Whenever the string "instance" appears in a line below, please copy the line out.

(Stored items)
——————
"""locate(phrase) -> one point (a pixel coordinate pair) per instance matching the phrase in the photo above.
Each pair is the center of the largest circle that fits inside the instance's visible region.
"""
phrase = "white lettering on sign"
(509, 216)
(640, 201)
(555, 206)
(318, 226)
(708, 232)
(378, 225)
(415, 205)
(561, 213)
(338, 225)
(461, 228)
——————
*Solution for this task*.
"""locate(phrase) -> one point (a pixel coordinate pair) per instance matching the phrase in the photo above.
Each pair is the center of the largest circle that fits inside the instance's visible region.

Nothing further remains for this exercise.